+++ Seitenauszug +++

Bei der abstrakten Vererbung ist die Oberklasse eine abstrakte Klasse und die erbenden klassen müssen alle abstracten methoden der klasse implementieren !


----------



## sumatra (16. Jun 2004)

danke =)
wenn ich das jetzt mit der "normalen vererbung" richtig verstanden habe, so kann man theoretisch auch einfach innerhalt der klasse "TestKlasse" eine instanz auf die klasse "SuperKlasse" bilden und dann auf die methode "doSomething" zugreifen, oder? (sry, ich will hier keine neun-mal-klugen alternativen oder verbesserungsvorschläge angeben, ich weiss, dass es hier um's prinzip geht  ich frage nur, damit ich nichts missverstehe) 
mfg


----------



## KSG9|sebastian (17. Jun 2004)

ja, genau 

Wenn du Vererbung verwendest, dann kannst du die Methoden der Superklasse (so nennt man die KLasse von der man erbt) direkt zugreifen, wenn du ne Assoziation erstellst greifst du mit

assoziation.methode()

drauf zu.

Im Allgemeinen sagt man, dass Vererbung v.a. dann verwendet wird, wenn man 1 Superklasse hat, und verschiedene Unterklassen, welche die Superklasse speziallisieren.

+++

→ **Gestellte Aufgabe 1**:
Beantworte zum Forumsauszug über Vererbung die folgenden Fragen:
(a) Was müssen die erbenden Klassen bei der abstrakten Vererbung implementieren?
(b) Wie nennt man laut dem Auszug die Klasse, von der man erbt?
(c) Wann wird Vererbung nach der Aussage im letzten Beitrag vor allem verwendet?
→ **Gestellte Aufgabe 2**: Greife den Forumsauszug über Vererbung nach seinem letzten Satz auf und führe ihn weiter.

+++ Gezeigte Einträge +++

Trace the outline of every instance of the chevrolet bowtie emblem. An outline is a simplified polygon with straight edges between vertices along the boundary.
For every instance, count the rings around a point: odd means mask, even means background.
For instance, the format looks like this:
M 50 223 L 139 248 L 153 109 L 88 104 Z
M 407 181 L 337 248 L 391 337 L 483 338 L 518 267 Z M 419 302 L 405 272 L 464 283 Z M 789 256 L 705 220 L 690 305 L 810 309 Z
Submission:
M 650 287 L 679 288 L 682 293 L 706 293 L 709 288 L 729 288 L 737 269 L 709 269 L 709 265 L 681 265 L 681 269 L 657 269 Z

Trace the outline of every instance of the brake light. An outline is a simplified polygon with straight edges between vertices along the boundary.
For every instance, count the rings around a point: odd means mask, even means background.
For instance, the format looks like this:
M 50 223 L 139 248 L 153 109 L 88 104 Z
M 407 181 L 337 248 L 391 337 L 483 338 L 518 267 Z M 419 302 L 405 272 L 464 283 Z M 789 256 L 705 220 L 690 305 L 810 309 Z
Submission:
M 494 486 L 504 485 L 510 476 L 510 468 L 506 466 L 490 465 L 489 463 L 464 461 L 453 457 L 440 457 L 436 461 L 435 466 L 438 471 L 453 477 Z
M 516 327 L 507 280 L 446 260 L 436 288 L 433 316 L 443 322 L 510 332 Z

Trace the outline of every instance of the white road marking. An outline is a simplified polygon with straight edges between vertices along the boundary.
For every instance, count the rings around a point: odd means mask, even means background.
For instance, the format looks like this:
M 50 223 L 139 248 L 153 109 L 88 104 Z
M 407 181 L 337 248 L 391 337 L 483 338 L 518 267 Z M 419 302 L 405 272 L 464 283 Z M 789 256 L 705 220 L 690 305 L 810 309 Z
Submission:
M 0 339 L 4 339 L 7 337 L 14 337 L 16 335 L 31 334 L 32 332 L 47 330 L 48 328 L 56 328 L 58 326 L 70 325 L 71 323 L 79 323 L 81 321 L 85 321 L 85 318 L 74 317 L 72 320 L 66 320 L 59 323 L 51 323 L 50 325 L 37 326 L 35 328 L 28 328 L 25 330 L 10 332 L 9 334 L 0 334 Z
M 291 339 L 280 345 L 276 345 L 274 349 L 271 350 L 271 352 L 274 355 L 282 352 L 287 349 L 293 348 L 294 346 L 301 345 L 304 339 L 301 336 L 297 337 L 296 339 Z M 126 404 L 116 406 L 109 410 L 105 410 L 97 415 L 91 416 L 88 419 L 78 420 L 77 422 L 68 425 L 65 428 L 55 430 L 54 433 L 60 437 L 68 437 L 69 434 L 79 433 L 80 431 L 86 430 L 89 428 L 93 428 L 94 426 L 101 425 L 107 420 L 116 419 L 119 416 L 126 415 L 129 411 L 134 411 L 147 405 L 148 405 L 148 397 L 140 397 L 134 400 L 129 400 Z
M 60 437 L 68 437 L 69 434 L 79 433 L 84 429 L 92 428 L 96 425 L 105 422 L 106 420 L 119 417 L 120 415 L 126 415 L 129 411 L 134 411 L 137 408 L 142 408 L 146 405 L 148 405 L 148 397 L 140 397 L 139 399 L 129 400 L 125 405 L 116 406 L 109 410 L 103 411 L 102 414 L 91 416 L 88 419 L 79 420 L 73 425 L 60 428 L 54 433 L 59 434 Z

+++
+++ Gezeigte Einträge +++

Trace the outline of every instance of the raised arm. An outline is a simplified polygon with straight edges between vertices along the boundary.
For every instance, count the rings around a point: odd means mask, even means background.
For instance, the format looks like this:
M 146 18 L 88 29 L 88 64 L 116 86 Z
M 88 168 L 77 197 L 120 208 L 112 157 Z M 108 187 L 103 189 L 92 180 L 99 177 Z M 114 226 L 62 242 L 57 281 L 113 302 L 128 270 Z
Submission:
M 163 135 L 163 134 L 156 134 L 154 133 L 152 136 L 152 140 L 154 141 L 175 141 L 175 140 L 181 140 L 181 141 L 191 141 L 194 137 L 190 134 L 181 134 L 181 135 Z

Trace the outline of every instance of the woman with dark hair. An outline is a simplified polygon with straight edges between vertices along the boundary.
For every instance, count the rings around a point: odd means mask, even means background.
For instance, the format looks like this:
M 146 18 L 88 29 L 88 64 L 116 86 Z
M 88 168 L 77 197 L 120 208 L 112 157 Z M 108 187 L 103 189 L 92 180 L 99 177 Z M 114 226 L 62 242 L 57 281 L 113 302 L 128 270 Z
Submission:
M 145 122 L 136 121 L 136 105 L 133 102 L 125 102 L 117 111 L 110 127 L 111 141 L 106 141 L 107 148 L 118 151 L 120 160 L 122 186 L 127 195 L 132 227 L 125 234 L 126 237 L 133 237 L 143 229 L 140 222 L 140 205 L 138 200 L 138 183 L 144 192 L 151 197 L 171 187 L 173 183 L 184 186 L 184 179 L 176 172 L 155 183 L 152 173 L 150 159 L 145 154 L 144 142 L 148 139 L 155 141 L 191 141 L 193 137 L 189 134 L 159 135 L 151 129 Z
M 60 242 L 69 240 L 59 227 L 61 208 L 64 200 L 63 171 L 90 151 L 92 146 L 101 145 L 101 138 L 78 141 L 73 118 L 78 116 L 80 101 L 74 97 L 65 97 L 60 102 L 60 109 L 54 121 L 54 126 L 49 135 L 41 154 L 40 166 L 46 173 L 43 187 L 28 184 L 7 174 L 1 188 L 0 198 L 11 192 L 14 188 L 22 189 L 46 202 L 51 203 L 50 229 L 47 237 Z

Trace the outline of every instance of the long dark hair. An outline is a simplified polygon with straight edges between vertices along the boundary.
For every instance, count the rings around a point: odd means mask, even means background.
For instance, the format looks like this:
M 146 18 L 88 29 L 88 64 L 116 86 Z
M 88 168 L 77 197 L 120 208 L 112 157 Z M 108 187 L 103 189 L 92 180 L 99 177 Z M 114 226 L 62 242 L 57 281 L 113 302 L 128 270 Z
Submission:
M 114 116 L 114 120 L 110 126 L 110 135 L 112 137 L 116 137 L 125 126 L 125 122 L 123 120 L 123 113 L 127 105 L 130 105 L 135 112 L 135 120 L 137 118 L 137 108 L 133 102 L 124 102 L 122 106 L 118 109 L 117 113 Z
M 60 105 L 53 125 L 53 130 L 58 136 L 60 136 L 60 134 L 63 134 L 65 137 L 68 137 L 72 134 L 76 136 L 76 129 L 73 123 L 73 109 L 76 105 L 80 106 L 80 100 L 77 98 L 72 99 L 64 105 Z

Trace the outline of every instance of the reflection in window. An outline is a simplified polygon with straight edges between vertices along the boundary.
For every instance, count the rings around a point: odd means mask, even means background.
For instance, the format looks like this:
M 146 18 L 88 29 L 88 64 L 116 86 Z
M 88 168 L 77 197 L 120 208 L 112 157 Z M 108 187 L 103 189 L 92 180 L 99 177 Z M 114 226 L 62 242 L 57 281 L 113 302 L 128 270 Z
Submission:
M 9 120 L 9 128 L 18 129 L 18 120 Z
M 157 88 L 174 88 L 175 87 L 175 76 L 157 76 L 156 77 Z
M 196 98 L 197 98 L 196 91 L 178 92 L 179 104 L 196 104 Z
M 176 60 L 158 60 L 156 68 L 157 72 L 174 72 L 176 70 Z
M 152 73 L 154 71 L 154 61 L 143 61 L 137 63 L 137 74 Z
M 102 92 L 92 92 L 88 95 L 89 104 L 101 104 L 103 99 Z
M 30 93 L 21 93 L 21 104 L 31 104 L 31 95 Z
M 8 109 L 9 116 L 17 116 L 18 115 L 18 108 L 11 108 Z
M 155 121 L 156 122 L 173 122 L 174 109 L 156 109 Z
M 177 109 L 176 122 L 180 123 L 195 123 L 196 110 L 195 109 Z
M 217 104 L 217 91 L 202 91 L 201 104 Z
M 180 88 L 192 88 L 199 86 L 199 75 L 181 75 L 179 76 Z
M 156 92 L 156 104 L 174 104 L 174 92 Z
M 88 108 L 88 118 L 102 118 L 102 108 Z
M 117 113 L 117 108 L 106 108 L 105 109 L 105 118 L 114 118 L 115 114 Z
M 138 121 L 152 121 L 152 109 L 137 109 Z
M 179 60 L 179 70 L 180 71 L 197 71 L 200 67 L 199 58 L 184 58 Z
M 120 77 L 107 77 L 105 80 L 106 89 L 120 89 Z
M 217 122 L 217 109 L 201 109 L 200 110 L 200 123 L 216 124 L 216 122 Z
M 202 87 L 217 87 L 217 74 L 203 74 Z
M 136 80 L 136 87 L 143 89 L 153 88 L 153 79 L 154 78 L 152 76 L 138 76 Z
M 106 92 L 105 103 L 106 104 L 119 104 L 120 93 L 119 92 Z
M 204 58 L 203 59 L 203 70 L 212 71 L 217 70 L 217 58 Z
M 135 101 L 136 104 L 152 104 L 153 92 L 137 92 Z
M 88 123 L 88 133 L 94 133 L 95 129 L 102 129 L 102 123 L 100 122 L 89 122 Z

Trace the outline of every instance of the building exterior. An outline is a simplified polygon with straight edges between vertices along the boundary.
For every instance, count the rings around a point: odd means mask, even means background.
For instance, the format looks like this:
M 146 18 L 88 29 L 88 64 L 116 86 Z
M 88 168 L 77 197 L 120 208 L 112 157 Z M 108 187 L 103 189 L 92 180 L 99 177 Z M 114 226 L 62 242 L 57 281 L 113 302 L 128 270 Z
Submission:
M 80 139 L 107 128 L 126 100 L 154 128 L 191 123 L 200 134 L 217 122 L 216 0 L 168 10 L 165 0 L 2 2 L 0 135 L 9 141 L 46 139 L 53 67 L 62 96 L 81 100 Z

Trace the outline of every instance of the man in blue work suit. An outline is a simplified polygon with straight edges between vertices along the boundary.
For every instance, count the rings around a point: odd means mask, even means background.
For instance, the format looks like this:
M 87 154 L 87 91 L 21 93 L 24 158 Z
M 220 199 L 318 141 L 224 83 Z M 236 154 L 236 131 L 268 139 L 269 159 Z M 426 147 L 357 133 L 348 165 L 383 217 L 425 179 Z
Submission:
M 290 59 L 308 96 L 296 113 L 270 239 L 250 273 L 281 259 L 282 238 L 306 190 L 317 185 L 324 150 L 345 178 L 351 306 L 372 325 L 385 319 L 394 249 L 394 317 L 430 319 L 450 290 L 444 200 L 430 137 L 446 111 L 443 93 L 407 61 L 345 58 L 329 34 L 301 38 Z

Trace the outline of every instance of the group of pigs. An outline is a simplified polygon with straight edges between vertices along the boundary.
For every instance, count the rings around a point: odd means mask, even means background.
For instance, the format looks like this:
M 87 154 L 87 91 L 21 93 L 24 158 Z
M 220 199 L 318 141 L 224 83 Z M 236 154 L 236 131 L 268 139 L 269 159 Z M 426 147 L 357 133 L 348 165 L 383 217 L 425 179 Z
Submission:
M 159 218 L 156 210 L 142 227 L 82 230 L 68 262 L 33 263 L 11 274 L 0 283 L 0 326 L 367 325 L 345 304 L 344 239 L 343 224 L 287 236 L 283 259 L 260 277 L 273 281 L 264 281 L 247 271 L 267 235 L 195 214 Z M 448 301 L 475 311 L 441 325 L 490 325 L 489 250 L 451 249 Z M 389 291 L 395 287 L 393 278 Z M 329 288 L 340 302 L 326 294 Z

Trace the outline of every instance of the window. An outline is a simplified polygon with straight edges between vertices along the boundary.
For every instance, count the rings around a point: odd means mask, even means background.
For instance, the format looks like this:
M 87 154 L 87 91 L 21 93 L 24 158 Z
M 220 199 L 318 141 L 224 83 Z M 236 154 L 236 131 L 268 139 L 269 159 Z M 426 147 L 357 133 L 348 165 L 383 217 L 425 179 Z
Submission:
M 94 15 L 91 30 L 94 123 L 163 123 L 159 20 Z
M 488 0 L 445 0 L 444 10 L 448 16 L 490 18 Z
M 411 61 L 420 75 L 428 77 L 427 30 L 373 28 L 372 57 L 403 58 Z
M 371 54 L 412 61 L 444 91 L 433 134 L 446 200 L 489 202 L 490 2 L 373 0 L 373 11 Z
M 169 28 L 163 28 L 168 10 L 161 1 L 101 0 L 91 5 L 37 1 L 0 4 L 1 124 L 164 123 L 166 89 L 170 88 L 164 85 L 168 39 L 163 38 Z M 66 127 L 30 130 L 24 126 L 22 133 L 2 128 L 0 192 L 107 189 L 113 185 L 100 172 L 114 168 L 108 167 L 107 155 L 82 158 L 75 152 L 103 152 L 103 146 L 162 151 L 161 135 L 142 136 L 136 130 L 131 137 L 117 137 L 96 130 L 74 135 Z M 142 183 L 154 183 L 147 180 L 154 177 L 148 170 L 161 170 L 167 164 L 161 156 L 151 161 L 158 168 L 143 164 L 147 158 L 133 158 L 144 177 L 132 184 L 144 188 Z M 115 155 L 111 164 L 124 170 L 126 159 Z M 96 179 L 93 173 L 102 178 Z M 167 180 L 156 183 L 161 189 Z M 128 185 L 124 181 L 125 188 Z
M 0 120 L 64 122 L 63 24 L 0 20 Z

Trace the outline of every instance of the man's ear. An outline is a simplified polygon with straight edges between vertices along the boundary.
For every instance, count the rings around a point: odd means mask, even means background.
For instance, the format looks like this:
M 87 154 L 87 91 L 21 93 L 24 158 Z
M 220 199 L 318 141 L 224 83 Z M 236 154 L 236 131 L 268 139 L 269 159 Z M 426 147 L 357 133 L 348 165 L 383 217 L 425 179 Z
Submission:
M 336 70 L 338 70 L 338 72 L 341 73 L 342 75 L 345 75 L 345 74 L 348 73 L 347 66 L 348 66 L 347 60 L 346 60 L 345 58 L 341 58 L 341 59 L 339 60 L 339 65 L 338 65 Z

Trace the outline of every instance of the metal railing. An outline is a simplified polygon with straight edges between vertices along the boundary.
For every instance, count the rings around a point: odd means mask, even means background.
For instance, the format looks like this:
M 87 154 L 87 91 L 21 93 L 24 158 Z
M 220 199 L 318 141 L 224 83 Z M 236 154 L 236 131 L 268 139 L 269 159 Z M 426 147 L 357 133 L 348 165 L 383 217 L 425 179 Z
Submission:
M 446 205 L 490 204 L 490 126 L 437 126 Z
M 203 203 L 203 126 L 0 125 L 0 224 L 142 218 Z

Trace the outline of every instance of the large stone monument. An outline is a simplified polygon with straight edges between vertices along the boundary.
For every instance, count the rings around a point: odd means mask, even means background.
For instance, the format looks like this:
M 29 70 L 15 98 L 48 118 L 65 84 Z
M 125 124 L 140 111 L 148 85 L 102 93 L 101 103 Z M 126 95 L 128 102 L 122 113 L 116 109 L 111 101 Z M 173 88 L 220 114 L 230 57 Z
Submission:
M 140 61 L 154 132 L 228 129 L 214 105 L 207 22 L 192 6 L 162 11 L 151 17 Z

+++
+++ Gezeigte Einträge +++

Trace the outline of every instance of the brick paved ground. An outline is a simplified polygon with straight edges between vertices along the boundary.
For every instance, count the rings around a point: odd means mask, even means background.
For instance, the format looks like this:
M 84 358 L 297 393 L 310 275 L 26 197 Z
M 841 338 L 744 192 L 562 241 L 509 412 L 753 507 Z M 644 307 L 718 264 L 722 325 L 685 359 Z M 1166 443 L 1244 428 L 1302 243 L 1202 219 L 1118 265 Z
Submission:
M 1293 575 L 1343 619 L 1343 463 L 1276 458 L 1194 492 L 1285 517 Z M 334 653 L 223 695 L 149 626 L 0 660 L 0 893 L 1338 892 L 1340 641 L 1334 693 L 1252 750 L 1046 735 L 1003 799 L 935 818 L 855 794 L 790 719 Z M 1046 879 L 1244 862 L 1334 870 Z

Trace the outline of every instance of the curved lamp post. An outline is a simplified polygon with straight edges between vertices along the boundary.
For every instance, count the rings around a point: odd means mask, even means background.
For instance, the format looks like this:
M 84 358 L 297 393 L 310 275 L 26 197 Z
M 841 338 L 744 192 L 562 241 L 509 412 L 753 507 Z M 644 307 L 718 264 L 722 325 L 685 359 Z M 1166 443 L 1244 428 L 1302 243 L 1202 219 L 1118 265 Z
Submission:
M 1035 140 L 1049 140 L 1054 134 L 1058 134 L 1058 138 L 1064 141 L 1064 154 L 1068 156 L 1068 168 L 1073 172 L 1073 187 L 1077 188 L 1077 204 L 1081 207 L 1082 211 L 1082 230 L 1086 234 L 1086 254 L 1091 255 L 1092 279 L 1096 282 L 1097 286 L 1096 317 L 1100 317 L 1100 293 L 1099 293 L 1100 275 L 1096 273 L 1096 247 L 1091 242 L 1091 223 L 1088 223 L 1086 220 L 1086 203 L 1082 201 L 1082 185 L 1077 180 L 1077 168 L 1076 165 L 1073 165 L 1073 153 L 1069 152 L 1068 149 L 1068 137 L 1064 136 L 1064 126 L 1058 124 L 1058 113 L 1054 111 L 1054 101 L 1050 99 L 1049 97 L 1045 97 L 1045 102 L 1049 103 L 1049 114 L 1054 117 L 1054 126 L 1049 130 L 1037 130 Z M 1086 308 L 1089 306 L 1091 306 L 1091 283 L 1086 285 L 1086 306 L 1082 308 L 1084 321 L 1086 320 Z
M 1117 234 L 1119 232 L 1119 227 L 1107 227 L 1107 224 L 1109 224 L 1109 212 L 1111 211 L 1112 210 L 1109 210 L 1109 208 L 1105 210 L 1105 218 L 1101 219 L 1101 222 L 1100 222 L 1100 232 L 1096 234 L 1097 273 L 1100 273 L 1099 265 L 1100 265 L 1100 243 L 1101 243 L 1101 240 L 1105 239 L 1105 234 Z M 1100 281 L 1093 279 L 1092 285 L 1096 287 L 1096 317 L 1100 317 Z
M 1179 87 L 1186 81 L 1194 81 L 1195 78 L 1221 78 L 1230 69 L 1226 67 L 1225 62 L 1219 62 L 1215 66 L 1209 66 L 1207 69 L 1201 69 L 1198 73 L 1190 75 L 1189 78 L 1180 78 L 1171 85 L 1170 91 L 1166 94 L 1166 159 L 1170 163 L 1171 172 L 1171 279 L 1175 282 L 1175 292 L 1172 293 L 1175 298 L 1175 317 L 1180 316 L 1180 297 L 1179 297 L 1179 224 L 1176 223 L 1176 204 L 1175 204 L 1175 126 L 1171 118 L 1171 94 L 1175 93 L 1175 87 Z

+++

→ **Schriftliche Antwort 1**:
(a) Sie müssen alle abstrakten Methoden der Oberklasse implementieren.
(b) Man nennt sie Superklasse.
(c) Vor allem dann, wenn man eine Superklasse und verschiedene Unterklassen hat, die die Superklasse spezialisieren.

→ **Schriftliche Antwort 2**:
Beispiele:

Superklasse: KFZ
Unterklassen: Auto, Motorrad, Roller, PickUp

oder

Superklasse: Kleidungsstück
Unterklassen: Hemd, Krawatte, Hose, T-Shirt, Pullover



Ich hoffe mal, dass das ganze so verständlicher ist.
Ach ja, noch was zum Thema abstracte Methoden in Superklassen,

Beispiel:

Superklasse: Figur
Unterklassen: Kreis, Quadrat

Jetzt schreibt man in der Klasse Figur die abstracte Methode berechneFlaeche(), als Rückgabe einen double Wert.
Dann überschreibt man in der Klasse Kreis, Quadrat die Methode. Jetzt ist natürlich die Frage nach dem Sinn, man könnte ja auch so in beiden Unterklassen diese Methode machen OHNE sie in der Superklasse zu haben.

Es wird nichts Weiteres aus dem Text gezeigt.